[Opening Extracted text section]
Arcee + mergekit: our commitment to open source
On Day 3 of March Merge Madness we’re striking a bit of a serious note, with a discussion about our very serious commitment to the open source community.
When Arcee merged with mergekit last month, we promised to uphold mergekit Founder Charles Goddard’s commitment to keeping the repo open source.
When Goddard – a former NASA and Apple engineer – first started experimenting with LLMs, he quickly became interested in the innovative new techniques based on model merging.
Charles started reading all the literature on the topic that he could find – but soon discovered that the code was not readily available. He was impressed by the high level of innovative research in the papers, but was disappointed by the lack of accompanying code releases. On the rare occasion that code was included, it wasn't in easily accessible form – usually just a Jupyter notebook that's barely been looked at, or code written to run on a researcher's particular cluster.
These roadblocks led Charles to one conclusion: if he was going to experiment with model merging, he'd need to write his own code. That led him to create a repo he called "mergekit," which quickly became popular on Github.
In February, mergekit merged Arcee – with Charles joining Arcee's staff as a Senior Research Engineer.
Both Charles and Arcee are committed to keeping the mergekit library open source, as they lead the way in model merging, LLM, and SLM (Small Language Model) research and development.
Check out the video interview below to hear more from Charles about why he’s so passionate about open source.
[Closing Extracted text section]
[Opening Source material section]
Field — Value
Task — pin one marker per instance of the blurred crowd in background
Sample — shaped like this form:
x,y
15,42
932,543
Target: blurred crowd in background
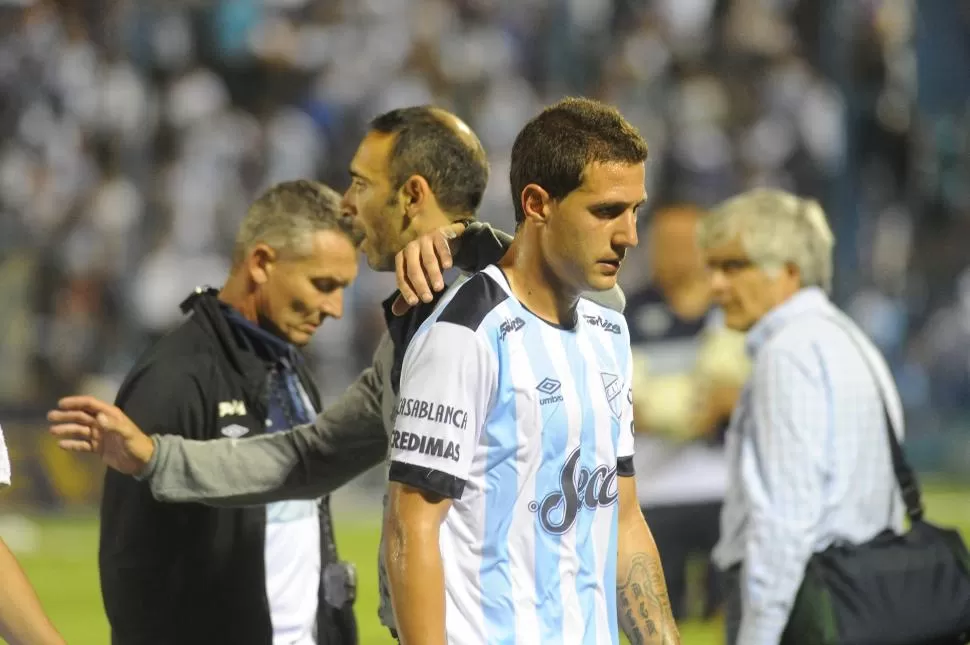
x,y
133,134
[Closing Source material section]
[Opening Source material section]
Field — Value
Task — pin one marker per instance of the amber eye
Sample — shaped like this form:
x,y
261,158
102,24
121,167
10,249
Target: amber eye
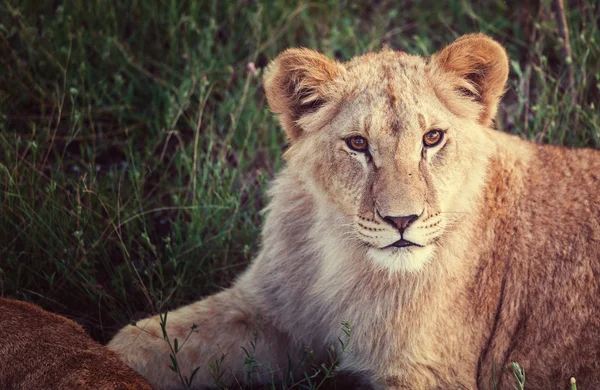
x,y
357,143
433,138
[Closing Source material section]
[Opening Source material section]
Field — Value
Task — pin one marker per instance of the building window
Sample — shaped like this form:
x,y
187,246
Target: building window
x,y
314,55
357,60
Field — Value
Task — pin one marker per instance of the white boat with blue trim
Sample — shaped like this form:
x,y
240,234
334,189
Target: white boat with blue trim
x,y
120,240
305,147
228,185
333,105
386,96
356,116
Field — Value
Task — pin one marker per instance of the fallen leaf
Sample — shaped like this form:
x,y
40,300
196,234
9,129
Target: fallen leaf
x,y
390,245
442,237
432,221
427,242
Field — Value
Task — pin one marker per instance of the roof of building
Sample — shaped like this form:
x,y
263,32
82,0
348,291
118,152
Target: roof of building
[Closing Source material section]
## Study questions
[1] Repeat the passage of the Arcee and mergekit post above that begins with the words "Charles started reading" and ends after the words "researcher's particular cluster.".
[2] Write what comes next in the Arcee and mergekit post above, picking up after its last sentence.

## Results
[1]
Charles started reading all the literature on the topic that he could find – but soon discovered that the code was not readily available. He was impressed by the high level of innovative research in the papers, but was disappointed by the lack of accompanying code releases. On the rare occasion that code was included, it wasn't in easily accessible form – usually just a Jupyter notebook that's barely been looked at, or code written to run on a researcher's particular cluster.

[2]
TRANSCRIPT:
Charles Goddard, mergekit Founder
There are all these huge tech companies that are producing incredible breakthroughs in the fields of natural language processing and artificial intelligence.
But those results are staying more or less siloed behind corporate firewalls and going towards specific products, but not going out to the greater community.
And that's absolutely understandable. They've invested huge amounts of money into that and it's their IP.
But I really want to basically be driving forward the frontiers of human knowledge in a way that's accessible to humans – other than the people building it.
So, I made mergekit open source with the thought that I can do a bunch of experiments with model merging, but that's only so many.
If I release the tools for this kind of thing to the world at large, then suddenly you've got thousands of people playing with this and doing different merges, trying out different techniques, figuring out the best hyperparameters.
In a week, more interesting results come out of the open source community than I could do in months.